• What is required
Quote the whole listing word for word. Do not include the pictures.

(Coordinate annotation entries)
>>>

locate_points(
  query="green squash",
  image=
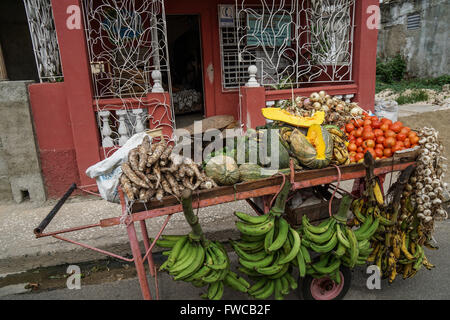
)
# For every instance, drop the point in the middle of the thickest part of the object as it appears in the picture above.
(315, 150)
(223, 170)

<<<

• Result for this task
locate_points(
  query="green squash",
  image=
)
# For every instance, drop the point in the middle of the thickest part of the object as it appears in the picture above.
(315, 150)
(223, 170)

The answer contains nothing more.